◆ **Task input**

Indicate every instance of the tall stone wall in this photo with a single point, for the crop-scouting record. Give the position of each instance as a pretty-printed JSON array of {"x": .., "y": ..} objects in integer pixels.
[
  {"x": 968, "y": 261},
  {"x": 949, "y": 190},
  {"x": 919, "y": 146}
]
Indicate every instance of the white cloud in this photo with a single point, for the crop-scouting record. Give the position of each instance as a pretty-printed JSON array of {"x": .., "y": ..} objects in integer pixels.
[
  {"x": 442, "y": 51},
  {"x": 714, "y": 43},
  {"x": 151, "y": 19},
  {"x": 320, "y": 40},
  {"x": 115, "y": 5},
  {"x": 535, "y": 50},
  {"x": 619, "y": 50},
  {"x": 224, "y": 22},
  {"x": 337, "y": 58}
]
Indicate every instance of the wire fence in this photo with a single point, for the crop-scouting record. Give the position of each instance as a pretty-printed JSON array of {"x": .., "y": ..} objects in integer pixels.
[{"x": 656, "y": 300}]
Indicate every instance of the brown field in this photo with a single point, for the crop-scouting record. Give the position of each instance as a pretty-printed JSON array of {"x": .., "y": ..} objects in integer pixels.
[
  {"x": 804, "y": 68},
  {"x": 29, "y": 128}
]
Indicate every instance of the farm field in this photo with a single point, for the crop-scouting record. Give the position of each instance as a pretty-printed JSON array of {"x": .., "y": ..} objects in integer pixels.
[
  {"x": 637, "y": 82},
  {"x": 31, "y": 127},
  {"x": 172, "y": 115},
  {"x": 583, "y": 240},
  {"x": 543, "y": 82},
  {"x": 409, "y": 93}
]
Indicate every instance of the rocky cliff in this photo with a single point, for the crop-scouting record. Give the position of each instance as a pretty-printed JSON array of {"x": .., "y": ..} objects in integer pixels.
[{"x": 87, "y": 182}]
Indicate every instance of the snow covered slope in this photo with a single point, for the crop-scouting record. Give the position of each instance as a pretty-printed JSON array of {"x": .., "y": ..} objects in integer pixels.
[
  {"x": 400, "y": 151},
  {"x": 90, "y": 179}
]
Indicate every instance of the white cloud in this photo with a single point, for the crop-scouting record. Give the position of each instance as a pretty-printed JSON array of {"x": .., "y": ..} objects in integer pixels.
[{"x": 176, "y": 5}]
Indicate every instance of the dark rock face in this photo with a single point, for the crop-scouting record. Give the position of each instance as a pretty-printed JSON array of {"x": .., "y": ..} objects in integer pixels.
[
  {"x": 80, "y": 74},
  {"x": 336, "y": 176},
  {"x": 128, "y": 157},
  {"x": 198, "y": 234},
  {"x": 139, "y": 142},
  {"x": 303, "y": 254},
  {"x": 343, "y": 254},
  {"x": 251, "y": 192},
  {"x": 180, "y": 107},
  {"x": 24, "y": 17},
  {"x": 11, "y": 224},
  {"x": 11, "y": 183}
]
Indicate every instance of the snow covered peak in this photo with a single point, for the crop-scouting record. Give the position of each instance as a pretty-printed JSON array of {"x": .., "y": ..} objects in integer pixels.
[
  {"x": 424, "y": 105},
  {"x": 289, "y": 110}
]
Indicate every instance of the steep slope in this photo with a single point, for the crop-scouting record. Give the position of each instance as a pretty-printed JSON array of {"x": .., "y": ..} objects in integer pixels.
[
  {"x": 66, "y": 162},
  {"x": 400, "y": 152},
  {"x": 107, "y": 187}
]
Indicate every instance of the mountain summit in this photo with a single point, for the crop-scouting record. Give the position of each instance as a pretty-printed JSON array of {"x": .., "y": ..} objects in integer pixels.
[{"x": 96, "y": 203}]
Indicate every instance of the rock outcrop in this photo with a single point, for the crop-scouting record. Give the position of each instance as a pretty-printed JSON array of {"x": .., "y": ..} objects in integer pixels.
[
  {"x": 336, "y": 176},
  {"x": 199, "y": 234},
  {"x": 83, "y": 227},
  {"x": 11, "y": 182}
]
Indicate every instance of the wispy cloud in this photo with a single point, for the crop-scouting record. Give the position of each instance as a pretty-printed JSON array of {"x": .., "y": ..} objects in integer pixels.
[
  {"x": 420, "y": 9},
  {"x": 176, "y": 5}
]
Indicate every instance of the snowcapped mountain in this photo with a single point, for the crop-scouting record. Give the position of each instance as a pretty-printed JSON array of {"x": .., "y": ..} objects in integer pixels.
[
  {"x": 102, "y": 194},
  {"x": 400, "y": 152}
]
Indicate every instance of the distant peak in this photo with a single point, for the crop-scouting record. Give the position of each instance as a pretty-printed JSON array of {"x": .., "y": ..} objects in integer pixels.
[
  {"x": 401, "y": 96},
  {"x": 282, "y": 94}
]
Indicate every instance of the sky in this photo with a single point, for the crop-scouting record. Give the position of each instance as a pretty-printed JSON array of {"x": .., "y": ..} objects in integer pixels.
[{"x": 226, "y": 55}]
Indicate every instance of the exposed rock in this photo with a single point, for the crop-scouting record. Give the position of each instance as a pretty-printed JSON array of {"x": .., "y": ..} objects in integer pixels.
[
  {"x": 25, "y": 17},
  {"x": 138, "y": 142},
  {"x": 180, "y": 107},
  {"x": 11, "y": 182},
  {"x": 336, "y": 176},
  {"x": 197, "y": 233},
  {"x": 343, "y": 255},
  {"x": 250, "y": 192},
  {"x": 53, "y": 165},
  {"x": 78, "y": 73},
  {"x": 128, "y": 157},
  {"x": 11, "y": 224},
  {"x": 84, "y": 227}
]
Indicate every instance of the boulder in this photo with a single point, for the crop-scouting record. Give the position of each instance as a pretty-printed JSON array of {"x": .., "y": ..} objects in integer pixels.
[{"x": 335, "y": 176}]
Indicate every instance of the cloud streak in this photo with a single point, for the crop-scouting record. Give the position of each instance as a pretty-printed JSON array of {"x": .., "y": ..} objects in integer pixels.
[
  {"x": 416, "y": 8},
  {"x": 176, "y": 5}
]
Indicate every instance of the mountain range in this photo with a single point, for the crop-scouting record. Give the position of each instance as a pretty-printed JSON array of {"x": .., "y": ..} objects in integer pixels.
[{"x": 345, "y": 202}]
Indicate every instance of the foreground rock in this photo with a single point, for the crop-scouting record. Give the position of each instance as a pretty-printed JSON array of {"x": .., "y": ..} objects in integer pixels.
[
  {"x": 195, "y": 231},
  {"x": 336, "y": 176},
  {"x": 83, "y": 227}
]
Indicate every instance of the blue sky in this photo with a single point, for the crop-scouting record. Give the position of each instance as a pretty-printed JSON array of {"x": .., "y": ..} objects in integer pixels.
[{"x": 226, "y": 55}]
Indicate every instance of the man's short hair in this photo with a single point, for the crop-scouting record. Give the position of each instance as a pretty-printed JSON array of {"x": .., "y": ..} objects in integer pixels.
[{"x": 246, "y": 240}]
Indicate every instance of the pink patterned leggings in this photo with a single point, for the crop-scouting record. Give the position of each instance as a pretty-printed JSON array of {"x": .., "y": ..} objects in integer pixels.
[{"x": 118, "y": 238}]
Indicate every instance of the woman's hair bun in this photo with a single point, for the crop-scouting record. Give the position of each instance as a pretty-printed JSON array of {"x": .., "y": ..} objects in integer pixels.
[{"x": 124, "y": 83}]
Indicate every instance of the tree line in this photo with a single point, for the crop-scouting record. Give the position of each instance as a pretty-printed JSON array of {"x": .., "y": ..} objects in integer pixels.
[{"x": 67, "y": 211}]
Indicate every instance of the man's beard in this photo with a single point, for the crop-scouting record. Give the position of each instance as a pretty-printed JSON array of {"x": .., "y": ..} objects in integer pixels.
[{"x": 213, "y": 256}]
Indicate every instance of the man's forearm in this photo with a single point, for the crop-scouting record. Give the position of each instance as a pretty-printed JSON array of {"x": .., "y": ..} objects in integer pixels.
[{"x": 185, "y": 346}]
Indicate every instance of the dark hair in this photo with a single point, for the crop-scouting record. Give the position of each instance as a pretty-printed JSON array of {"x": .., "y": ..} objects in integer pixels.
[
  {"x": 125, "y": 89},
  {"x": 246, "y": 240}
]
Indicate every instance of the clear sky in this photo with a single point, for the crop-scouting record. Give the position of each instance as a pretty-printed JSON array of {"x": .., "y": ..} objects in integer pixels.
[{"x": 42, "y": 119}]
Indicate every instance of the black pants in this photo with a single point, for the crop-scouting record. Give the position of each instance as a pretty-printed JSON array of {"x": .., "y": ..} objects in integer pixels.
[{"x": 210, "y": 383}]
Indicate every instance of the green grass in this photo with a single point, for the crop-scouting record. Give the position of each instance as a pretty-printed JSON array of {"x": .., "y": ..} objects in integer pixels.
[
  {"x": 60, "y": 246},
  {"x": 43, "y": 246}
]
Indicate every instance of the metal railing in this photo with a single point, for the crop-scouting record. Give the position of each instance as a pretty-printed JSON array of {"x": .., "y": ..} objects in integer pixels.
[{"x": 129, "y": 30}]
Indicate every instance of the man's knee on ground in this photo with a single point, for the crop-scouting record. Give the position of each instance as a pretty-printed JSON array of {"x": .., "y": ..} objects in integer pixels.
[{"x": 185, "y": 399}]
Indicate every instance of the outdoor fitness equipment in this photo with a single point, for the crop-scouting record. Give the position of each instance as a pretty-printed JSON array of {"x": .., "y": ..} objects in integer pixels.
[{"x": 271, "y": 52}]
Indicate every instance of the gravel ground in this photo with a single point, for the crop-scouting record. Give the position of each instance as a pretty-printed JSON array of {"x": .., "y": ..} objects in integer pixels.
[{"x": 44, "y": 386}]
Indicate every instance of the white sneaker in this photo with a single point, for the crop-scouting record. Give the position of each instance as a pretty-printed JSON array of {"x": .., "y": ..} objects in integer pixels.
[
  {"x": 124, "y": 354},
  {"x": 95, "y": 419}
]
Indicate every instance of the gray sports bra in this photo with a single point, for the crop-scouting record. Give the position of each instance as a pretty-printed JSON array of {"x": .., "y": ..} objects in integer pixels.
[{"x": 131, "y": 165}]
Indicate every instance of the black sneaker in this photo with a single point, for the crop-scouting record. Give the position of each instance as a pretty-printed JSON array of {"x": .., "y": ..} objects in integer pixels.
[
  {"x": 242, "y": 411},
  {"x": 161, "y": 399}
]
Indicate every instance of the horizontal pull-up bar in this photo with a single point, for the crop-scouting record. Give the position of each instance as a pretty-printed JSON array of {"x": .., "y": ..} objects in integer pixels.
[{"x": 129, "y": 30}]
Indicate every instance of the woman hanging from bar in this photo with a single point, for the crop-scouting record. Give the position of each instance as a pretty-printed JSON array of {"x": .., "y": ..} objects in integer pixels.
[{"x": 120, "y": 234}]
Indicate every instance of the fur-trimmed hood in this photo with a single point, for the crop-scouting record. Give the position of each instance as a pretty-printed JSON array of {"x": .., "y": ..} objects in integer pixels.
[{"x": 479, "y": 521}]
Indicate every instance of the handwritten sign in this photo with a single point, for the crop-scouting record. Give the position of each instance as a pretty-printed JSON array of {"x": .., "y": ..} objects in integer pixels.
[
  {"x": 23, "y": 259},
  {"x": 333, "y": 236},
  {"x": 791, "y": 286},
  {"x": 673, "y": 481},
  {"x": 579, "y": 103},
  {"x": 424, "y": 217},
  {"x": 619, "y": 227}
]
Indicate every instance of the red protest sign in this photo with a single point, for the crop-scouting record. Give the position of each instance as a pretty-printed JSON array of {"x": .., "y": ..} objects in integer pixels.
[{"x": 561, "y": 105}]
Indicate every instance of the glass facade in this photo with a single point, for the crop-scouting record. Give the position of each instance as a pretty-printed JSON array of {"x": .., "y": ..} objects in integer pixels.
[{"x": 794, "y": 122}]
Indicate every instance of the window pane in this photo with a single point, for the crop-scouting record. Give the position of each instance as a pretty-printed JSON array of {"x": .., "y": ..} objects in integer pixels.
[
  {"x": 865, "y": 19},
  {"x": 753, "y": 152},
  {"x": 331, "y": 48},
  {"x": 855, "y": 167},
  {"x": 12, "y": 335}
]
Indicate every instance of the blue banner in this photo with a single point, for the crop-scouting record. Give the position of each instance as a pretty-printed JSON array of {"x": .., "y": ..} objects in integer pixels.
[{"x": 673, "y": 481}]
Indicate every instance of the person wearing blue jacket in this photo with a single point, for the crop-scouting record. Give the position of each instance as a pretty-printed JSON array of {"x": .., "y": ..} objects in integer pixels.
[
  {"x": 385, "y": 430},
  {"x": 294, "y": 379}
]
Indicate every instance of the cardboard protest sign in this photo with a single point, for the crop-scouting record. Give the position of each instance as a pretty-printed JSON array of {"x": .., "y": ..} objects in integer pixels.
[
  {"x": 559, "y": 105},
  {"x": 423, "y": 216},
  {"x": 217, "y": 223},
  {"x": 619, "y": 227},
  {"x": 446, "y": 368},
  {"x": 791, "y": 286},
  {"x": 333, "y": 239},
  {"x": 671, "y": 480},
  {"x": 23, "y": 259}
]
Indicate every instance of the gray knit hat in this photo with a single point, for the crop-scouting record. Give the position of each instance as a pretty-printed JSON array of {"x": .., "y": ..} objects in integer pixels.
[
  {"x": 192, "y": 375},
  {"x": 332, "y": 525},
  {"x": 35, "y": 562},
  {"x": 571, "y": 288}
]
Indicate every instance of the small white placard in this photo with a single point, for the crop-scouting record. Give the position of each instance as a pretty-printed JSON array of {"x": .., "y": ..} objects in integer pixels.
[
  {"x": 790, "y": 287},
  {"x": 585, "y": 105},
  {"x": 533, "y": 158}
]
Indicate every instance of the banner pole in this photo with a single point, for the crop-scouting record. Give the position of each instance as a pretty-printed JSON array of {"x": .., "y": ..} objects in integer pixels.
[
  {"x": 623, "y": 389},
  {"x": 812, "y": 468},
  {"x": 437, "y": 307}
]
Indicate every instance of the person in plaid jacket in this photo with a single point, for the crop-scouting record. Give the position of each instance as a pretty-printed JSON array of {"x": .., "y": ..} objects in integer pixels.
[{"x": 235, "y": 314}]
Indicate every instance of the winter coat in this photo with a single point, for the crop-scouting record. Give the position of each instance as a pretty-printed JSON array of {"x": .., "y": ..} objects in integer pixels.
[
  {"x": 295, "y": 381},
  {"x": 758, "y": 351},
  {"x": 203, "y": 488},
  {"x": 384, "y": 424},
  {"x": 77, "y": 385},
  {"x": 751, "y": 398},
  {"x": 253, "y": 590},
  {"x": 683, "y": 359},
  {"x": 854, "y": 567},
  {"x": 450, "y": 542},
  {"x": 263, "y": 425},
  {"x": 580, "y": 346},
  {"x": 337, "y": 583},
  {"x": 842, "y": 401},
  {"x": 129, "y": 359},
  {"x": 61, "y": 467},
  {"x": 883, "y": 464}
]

◆ **Short exercise**
Starting at the line that contains "Indicate every instance of the winter" and running to the end of the records, rewrite those lines as a numbered list, skipping any blank lines.

◆ **Correct output**
1. Indicate every instance of the winter coat in this photo with a single point, for the crop-scouting record. Give the position of each instance as a pretty-printed JSON array of {"x": .., "y": ..} objects in integer pixels.
2. [
3.   {"x": 295, "y": 381},
4.   {"x": 758, "y": 351},
5.   {"x": 203, "y": 488},
6.   {"x": 384, "y": 424},
7.   {"x": 77, "y": 385},
8.   {"x": 751, "y": 398},
9.   {"x": 253, "y": 590},
10.   {"x": 683, "y": 359},
11.   {"x": 854, "y": 567},
12.   {"x": 450, "y": 542},
13.   {"x": 263, "y": 425},
14.   {"x": 580, "y": 346},
15.   {"x": 337, "y": 583},
16.   {"x": 842, "y": 401},
17.   {"x": 129, "y": 359},
18.   {"x": 61, "y": 467},
19.   {"x": 883, "y": 464}
20. ]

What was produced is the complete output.